§ Trecho
=====

Opinião

A "volta à vida" do artigo 309 por força da decadência do artigo 303, ambos do CTB

Autor

  • Paulo Roberto Santos Romero

    é promotor de Justiça titular do Jecrim de Belo Horizonte (MG) mestre e doutorando em Direito Penal Contemporâneo pela Universidade Federal de Minas Gerais ex-conselheiro do Conselho de Criminologia e de Política Criminal da Secretaria de Estado de Defesa Social do Estado de Minas Gerais.

13 de janeiro de 2023, 6h13

1. Introdução e interposição do problema
Nos casos em que um condutor inabilitado lesiona, no trânsito, uma vítima que não representa em seu desfavor, surge uma pergunta: inviável o processamento do delito de lesões corporais culposas qualificadas, o crime de direção inabilitada, descartado em razão do conflito aparente de leis penais, deve "voltar à vida"? Para tentar solucionar o impasse hermenêutico, primeiro apresentarei seus delineamentos normativos, depois trarei a notícia da regra conhecida por "Wielderaufleben” para, em seguida, justificar e, finalmente, propor a solução dogmática inerente ao problema.

=====

§ Instruções
**1.** Transcreva do trecho a parte que começa com as palavras "é promotor de" e termina com "de Minas Gerais.".
**2.** Segundo o trecho, em que área e por qual universidade o autor é doutorando?

=====

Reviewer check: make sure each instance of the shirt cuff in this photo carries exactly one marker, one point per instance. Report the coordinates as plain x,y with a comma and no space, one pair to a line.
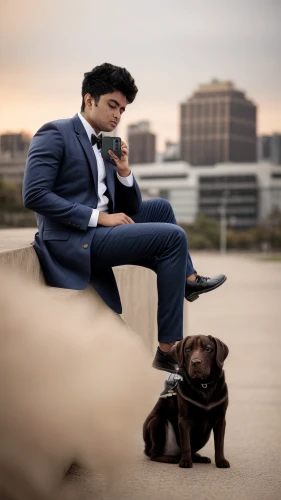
93,222
126,181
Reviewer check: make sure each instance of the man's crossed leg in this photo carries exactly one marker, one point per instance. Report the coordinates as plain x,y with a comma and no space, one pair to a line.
155,241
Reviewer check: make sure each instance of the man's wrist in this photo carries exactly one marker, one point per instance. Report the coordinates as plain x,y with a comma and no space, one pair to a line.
124,173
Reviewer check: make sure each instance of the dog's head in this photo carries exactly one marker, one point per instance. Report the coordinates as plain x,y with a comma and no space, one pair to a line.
200,356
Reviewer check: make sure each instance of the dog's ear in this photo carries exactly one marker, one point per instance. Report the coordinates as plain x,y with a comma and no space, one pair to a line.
222,351
179,351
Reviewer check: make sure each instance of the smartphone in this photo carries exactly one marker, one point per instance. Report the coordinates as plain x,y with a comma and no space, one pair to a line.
112,143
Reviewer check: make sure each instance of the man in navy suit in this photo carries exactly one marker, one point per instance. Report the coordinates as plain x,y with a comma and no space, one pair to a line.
91,216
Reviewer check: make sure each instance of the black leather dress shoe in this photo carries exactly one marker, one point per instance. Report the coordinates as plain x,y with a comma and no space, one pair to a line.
202,285
164,361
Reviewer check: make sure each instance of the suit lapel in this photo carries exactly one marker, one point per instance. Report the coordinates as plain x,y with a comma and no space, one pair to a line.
86,145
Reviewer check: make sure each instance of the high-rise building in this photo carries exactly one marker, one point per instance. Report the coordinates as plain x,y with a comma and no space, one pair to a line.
142,143
263,148
275,149
218,124
269,148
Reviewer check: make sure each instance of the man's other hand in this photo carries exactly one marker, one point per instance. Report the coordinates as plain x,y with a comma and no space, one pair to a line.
122,164
113,219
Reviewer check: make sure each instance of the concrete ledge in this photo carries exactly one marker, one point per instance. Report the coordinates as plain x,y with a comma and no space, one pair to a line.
137,285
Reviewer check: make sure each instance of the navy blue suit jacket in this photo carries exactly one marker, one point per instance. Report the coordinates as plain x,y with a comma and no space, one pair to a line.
60,185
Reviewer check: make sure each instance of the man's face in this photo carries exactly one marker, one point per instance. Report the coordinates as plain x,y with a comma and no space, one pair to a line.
106,114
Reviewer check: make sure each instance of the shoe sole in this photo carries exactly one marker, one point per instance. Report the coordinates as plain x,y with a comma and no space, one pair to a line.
195,295
158,366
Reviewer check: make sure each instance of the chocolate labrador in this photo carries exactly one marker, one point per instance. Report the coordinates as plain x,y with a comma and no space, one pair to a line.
195,404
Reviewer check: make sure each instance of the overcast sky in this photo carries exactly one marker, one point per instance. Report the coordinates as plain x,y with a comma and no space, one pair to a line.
169,46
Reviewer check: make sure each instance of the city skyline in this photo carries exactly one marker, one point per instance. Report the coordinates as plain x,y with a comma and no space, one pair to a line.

=====

§ Resultados do exercício
**1.**
é promotor de Justiça titular do Jecrim de Belo Horizonte (MG) mestre e doutorando em Direito Penal Contemporâneo pela Universidade Federal de Minas Gerais ex-conselheiro do Conselho de Criminologia e de Política Criminal da Secretaria de Estado de Defesa Social do Estado de Minas Gerais.

**2.** Em Direito Penal Contemporâneo, pela Universidade Federal de Minas Gerais.